## begin MATERIAL FOR THE TASK

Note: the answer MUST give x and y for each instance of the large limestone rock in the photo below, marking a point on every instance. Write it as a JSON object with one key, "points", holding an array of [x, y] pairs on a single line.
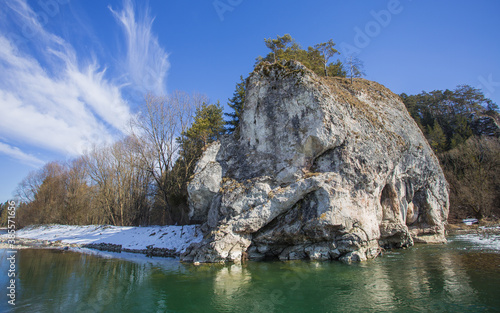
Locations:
{"points": [[321, 169]]}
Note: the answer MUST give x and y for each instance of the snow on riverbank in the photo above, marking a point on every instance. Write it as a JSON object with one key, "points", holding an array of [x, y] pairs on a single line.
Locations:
{"points": [[176, 238]]}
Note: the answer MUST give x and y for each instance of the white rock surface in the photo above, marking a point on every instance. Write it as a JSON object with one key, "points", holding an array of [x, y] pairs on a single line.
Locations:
{"points": [[321, 169]]}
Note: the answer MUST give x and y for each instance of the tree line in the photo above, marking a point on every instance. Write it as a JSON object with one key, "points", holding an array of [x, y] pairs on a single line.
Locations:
{"points": [[138, 180], [469, 153], [142, 178]]}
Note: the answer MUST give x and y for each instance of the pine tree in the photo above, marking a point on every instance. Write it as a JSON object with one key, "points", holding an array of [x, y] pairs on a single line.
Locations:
{"points": [[436, 137], [236, 103]]}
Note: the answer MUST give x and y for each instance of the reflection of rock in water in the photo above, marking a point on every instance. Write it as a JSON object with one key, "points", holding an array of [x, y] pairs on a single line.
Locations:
{"points": [[229, 283], [230, 279]]}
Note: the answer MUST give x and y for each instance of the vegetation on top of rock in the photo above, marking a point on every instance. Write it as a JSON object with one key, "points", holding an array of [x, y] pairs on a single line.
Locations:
{"points": [[463, 128]]}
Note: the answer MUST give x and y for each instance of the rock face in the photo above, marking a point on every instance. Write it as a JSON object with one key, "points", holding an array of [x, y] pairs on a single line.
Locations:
{"points": [[321, 169]]}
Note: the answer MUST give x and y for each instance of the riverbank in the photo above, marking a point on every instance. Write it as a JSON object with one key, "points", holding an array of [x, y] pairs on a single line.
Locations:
{"points": [[151, 240], [171, 241]]}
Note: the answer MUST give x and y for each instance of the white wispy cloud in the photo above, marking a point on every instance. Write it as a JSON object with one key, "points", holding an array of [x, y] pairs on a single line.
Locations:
{"points": [[146, 61], [52, 98], [17, 154]]}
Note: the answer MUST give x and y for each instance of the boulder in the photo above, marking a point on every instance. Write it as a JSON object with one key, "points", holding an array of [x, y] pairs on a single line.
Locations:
{"points": [[321, 168]]}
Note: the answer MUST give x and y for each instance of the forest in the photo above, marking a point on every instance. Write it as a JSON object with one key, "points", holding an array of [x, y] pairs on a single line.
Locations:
{"points": [[142, 178]]}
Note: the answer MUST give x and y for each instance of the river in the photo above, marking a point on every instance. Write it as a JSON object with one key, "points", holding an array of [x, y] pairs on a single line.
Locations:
{"points": [[460, 276]]}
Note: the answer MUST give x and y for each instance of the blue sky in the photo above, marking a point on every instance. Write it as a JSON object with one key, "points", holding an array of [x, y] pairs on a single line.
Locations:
{"points": [[72, 72]]}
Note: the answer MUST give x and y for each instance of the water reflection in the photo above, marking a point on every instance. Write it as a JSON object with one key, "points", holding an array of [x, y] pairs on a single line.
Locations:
{"points": [[424, 278]]}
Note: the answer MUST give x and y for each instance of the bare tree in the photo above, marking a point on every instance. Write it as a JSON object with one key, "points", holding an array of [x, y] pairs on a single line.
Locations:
{"points": [[354, 67], [327, 51], [161, 121]]}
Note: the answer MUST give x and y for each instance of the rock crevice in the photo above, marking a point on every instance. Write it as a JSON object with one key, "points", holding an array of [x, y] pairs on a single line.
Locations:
{"points": [[321, 169]]}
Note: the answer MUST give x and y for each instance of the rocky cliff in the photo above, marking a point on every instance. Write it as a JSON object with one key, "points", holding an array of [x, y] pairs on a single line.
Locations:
{"points": [[321, 169]]}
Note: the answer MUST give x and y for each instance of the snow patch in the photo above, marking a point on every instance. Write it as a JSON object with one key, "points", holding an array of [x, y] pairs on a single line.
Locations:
{"points": [[487, 239], [176, 238]]}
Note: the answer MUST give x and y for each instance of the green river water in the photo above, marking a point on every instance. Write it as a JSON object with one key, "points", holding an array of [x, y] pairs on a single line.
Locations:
{"points": [[456, 277]]}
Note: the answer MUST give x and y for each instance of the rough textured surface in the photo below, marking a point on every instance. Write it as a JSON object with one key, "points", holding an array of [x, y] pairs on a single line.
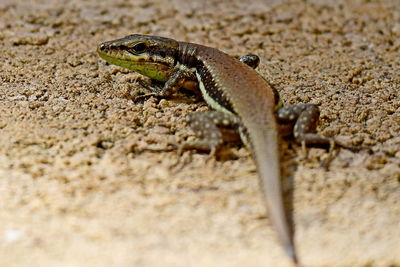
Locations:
{"points": [[77, 189]]}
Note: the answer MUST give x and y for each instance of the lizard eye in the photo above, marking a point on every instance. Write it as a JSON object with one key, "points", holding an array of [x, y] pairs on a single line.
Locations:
{"points": [[139, 47]]}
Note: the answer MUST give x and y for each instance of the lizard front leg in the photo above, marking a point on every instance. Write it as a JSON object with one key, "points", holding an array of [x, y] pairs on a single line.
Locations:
{"points": [[179, 78], [209, 128], [251, 60]]}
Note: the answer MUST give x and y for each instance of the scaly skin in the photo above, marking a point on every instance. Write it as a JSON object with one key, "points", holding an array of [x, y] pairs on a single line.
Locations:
{"points": [[228, 86]]}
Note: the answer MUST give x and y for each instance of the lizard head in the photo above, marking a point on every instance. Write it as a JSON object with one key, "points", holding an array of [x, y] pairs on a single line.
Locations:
{"points": [[151, 56]]}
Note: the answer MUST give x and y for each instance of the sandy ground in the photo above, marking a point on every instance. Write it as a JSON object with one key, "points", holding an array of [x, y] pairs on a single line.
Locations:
{"points": [[77, 187]]}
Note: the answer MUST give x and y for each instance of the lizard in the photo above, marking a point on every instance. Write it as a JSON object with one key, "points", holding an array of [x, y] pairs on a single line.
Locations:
{"points": [[238, 96]]}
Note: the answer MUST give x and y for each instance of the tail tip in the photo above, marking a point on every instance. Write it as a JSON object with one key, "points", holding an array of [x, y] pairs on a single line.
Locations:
{"points": [[291, 252]]}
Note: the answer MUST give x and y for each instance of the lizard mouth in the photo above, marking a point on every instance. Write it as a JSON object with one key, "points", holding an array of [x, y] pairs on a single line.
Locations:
{"points": [[143, 64]]}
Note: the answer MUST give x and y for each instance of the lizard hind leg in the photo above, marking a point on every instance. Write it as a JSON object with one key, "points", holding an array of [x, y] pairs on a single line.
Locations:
{"points": [[305, 118], [206, 126]]}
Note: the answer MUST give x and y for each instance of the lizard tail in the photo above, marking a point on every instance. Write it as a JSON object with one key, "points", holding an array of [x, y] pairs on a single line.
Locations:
{"points": [[264, 142]]}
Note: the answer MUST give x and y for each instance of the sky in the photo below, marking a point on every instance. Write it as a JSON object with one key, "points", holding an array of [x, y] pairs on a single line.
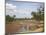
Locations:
{"points": [[21, 9]]}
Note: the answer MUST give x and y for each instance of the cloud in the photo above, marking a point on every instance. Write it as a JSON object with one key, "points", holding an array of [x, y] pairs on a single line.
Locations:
{"points": [[19, 12], [10, 9]]}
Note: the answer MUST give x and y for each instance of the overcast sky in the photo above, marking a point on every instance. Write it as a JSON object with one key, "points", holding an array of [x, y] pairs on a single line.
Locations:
{"points": [[21, 9]]}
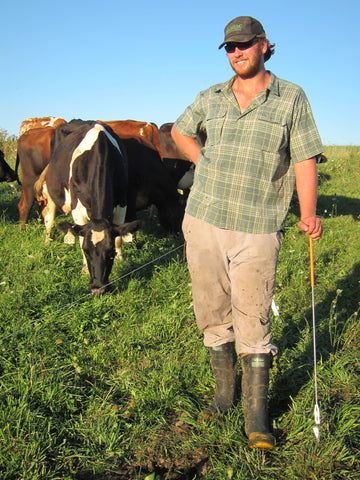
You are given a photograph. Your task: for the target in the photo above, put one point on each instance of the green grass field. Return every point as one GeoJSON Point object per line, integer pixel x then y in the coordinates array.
{"type": "Point", "coordinates": [110, 388]}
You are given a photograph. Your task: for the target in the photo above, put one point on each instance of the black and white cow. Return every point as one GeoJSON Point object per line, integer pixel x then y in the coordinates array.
{"type": "Point", "coordinates": [151, 183]}
{"type": "Point", "coordinates": [88, 176]}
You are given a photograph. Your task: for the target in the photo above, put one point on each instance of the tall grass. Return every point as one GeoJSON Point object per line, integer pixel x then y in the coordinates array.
{"type": "Point", "coordinates": [111, 387]}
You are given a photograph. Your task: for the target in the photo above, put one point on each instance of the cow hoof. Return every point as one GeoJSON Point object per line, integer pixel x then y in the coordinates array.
{"type": "Point", "coordinates": [69, 239]}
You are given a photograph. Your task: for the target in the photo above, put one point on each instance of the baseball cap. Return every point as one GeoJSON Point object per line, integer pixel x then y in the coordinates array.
{"type": "Point", "coordinates": [242, 29]}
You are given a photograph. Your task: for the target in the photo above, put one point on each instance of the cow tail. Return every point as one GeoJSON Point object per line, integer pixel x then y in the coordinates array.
{"type": "Point", "coordinates": [17, 168]}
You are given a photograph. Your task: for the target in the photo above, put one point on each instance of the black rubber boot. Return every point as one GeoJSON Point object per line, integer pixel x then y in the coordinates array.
{"type": "Point", "coordinates": [223, 364]}
{"type": "Point", "coordinates": [255, 385]}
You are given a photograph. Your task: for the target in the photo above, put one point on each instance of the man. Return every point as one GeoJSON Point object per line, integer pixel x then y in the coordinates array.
{"type": "Point", "coordinates": [261, 140]}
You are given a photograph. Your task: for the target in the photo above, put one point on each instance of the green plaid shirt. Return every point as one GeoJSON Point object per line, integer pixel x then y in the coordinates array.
{"type": "Point", "coordinates": [244, 177]}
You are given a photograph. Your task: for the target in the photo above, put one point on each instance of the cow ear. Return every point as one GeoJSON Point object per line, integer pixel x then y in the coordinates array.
{"type": "Point", "coordinates": [75, 229]}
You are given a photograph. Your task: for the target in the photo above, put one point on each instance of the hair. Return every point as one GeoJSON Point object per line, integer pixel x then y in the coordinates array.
{"type": "Point", "coordinates": [270, 51]}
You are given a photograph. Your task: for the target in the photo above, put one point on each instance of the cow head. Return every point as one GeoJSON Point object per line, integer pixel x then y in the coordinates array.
{"type": "Point", "coordinates": [99, 247]}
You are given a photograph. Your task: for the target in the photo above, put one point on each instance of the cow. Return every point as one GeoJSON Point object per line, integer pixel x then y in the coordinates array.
{"type": "Point", "coordinates": [33, 155]}
{"type": "Point", "coordinates": [145, 132]}
{"type": "Point", "coordinates": [7, 174]}
{"type": "Point", "coordinates": [40, 122]}
{"type": "Point", "coordinates": [181, 169]}
{"type": "Point", "coordinates": [87, 176]}
{"type": "Point", "coordinates": [150, 183]}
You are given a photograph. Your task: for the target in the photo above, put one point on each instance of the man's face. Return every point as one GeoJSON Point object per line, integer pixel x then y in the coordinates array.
{"type": "Point", "coordinates": [247, 59]}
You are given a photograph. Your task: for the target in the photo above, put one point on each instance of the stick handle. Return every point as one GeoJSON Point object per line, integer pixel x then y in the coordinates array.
{"type": "Point", "coordinates": [312, 277]}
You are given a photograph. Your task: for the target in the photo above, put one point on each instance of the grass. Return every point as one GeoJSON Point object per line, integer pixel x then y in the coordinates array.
{"type": "Point", "coordinates": [111, 387]}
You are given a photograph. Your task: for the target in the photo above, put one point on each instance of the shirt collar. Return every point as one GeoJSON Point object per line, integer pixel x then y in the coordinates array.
{"type": "Point", "coordinates": [273, 86]}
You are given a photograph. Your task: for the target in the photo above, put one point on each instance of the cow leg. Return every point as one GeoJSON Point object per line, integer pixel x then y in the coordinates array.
{"type": "Point", "coordinates": [48, 212]}
{"type": "Point", "coordinates": [25, 204]}
{"type": "Point", "coordinates": [118, 219]}
{"type": "Point", "coordinates": [80, 217]}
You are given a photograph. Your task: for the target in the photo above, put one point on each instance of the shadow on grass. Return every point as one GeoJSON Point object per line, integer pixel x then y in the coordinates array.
{"type": "Point", "coordinates": [329, 338]}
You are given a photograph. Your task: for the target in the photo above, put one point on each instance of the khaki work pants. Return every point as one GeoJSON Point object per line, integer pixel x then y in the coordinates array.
{"type": "Point", "coordinates": [233, 281]}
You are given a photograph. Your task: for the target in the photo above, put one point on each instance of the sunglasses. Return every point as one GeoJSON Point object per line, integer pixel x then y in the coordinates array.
{"type": "Point", "coordinates": [230, 47]}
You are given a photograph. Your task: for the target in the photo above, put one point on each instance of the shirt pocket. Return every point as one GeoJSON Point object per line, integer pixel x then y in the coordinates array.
{"type": "Point", "coordinates": [271, 136]}
{"type": "Point", "coordinates": [214, 125]}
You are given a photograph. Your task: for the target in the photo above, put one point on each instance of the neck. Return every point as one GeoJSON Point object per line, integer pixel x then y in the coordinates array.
{"type": "Point", "coordinates": [254, 83]}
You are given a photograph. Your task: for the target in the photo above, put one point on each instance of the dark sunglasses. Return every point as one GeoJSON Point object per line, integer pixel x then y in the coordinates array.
{"type": "Point", "coordinates": [230, 47]}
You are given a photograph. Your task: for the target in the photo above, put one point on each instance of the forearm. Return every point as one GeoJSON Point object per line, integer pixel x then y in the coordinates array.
{"type": "Point", "coordinates": [187, 145]}
{"type": "Point", "coordinates": [306, 186]}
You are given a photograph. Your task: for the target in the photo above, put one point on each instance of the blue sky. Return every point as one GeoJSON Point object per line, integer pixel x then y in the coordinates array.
{"type": "Point", "coordinates": [147, 60]}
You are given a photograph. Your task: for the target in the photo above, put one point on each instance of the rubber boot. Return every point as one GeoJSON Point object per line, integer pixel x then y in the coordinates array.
{"type": "Point", "coordinates": [223, 364]}
{"type": "Point", "coordinates": [255, 385]}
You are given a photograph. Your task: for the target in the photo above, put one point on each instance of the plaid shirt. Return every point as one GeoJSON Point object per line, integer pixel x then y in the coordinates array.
{"type": "Point", "coordinates": [244, 177]}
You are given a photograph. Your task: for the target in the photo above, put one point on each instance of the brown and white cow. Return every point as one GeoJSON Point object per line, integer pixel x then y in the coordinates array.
{"type": "Point", "coordinates": [144, 132]}
{"type": "Point", "coordinates": [88, 177]}
{"type": "Point", "coordinates": [181, 169]}
{"type": "Point", "coordinates": [33, 155]}
{"type": "Point", "coordinates": [7, 174]}
{"type": "Point", "coordinates": [40, 122]}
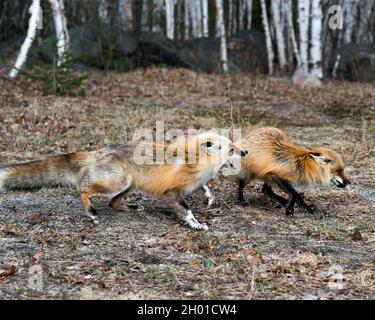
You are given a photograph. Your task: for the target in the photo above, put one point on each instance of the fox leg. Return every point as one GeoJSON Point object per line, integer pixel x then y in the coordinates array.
{"type": "Point", "coordinates": [267, 190]}
{"type": "Point", "coordinates": [241, 186]}
{"type": "Point", "coordinates": [95, 189]}
{"type": "Point", "coordinates": [209, 195]}
{"type": "Point", "coordinates": [115, 202]}
{"type": "Point", "coordinates": [293, 196]}
{"type": "Point", "coordinates": [183, 212]}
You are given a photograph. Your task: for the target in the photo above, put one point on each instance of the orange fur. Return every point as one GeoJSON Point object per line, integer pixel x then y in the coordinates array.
{"type": "Point", "coordinates": [271, 152]}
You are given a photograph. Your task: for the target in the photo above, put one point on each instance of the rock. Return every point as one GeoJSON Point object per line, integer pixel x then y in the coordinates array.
{"type": "Point", "coordinates": [305, 79]}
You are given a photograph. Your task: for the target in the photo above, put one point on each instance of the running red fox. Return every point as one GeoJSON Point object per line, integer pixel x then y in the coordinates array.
{"type": "Point", "coordinates": [113, 172]}
{"type": "Point", "coordinates": [277, 161]}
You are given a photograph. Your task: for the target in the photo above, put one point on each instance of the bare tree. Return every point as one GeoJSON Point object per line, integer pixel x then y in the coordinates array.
{"type": "Point", "coordinates": [270, 53]}
{"type": "Point", "coordinates": [303, 21]}
{"type": "Point", "coordinates": [350, 10]}
{"type": "Point", "coordinates": [316, 39]}
{"type": "Point", "coordinates": [249, 10]}
{"type": "Point", "coordinates": [280, 40]}
{"type": "Point", "coordinates": [223, 42]}
{"type": "Point", "coordinates": [35, 11]}
{"type": "Point", "coordinates": [205, 17]}
{"type": "Point", "coordinates": [169, 8]}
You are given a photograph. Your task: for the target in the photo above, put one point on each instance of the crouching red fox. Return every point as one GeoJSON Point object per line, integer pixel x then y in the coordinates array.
{"type": "Point", "coordinates": [277, 161]}
{"type": "Point", "coordinates": [113, 172]}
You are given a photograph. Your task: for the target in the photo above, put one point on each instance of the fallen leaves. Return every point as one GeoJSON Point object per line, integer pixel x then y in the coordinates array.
{"type": "Point", "coordinates": [7, 271]}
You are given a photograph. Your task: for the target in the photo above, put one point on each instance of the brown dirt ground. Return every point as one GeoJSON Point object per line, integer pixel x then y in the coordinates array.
{"type": "Point", "coordinates": [252, 251]}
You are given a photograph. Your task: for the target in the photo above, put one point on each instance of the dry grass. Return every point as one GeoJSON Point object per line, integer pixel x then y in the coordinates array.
{"type": "Point", "coordinates": [253, 251]}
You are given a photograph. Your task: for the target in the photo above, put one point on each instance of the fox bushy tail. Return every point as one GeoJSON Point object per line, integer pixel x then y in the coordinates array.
{"type": "Point", "coordinates": [60, 170]}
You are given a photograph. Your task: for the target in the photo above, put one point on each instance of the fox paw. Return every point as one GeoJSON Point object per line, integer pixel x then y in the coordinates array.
{"type": "Point", "coordinates": [194, 224]}
{"type": "Point", "coordinates": [311, 210]}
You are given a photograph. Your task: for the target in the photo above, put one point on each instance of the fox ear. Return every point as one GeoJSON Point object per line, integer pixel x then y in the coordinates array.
{"type": "Point", "coordinates": [320, 158]}
{"type": "Point", "coordinates": [211, 147]}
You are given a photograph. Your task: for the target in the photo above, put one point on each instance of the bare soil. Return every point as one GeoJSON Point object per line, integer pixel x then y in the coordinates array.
{"type": "Point", "coordinates": [250, 252]}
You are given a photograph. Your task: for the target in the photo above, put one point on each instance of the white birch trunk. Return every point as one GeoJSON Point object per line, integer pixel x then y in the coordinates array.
{"type": "Point", "coordinates": [303, 21]}
{"type": "Point", "coordinates": [158, 8]}
{"type": "Point", "coordinates": [230, 19]}
{"type": "Point", "coordinates": [270, 54]}
{"type": "Point", "coordinates": [169, 9]}
{"type": "Point", "coordinates": [365, 11]}
{"type": "Point", "coordinates": [103, 11]}
{"type": "Point", "coordinates": [241, 11]}
{"type": "Point", "coordinates": [60, 29]}
{"type": "Point", "coordinates": [205, 17]}
{"type": "Point", "coordinates": [350, 14]}
{"type": "Point", "coordinates": [186, 19]}
{"type": "Point", "coordinates": [194, 18]}
{"type": "Point", "coordinates": [35, 11]}
{"type": "Point", "coordinates": [198, 9]}
{"type": "Point", "coordinates": [249, 8]}
{"type": "Point", "coordinates": [291, 31]}
{"type": "Point", "coordinates": [316, 39]}
{"type": "Point", "coordinates": [276, 7]}
{"type": "Point", "coordinates": [144, 15]}
{"type": "Point", "coordinates": [223, 42]}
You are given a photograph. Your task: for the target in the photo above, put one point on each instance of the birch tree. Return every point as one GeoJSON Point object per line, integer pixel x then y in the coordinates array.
{"type": "Point", "coordinates": [205, 17]}
{"type": "Point", "coordinates": [241, 13]}
{"type": "Point", "coordinates": [103, 11]}
{"type": "Point", "coordinates": [157, 10]}
{"type": "Point", "coordinates": [350, 9]}
{"type": "Point", "coordinates": [61, 29]}
{"type": "Point", "coordinates": [291, 31]}
{"type": "Point", "coordinates": [280, 40]}
{"type": "Point", "coordinates": [249, 11]}
{"type": "Point", "coordinates": [186, 19]}
{"type": "Point", "coordinates": [35, 11]}
{"type": "Point", "coordinates": [303, 21]}
{"type": "Point", "coordinates": [365, 11]}
{"type": "Point", "coordinates": [223, 42]}
{"type": "Point", "coordinates": [316, 39]}
{"type": "Point", "coordinates": [270, 53]}
{"type": "Point", "coordinates": [169, 8]}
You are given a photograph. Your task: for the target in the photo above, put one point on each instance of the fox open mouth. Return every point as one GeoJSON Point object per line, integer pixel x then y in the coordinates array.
{"type": "Point", "coordinates": [338, 182]}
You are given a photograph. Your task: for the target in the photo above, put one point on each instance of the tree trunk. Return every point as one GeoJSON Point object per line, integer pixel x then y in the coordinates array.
{"type": "Point", "coordinates": [223, 42]}
{"type": "Point", "coordinates": [186, 19]}
{"type": "Point", "coordinates": [35, 11]}
{"type": "Point", "coordinates": [276, 8]}
{"type": "Point", "coordinates": [350, 15]}
{"type": "Point", "coordinates": [291, 31]}
{"type": "Point", "coordinates": [249, 6]}
{"type": "Point", "coordinates": [241, 10]}
{"type": "Point", "coordinates": [205, 17]}
{"type": "Point", "coordinates": [270, 54]}
{"type": "Point", "coordinates": [198, 9]}
{"type": "Point", "coordinates": [303, 21]}
{"type": "Point", "coordinates": [316, 39]}
{"type": "Point", "coordinates": [61, 31]}
{"type": "Point", "coordinates": [194, 18]}
{"type": "Point", "coordinates": [156, 21]}
{"type": "Point", "coordinates": [169, 8]}
{"type": "Point", "coordinates": [365, 11]}
{"type": "Point", "coordinates": [103, 11]}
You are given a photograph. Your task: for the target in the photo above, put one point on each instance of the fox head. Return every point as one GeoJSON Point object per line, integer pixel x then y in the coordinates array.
{"type": "Point", "coordinates": [220, 150]}
{"type": "Point", "coordinates": [332, 165]}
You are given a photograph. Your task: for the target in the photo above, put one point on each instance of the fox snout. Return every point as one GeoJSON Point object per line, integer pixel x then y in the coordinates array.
{"type": "Point", "coordinates": [340, 182]}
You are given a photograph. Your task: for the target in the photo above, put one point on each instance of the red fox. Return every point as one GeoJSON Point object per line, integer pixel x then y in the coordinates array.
{"type": "Point", "coordinates": [113, 172]}
{"type": "Point", "coordinates": [277, 161]}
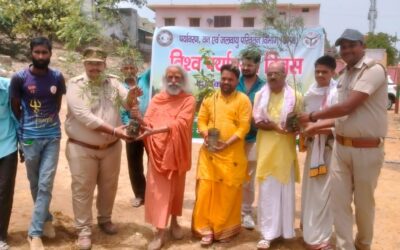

## end MATERIAL FOR THE TASK

# [JOB]
Find every line in the lines above that contains the word "soil" and copy each one out, paying attention to case.

# [FULL SOLUTION]
You are given a photograph. Your task: for the target in the photo above, put one point on each instance of the bare soil. Return every point as one GeoJSON Point object per line, integer pixel x then y in the coordinates array.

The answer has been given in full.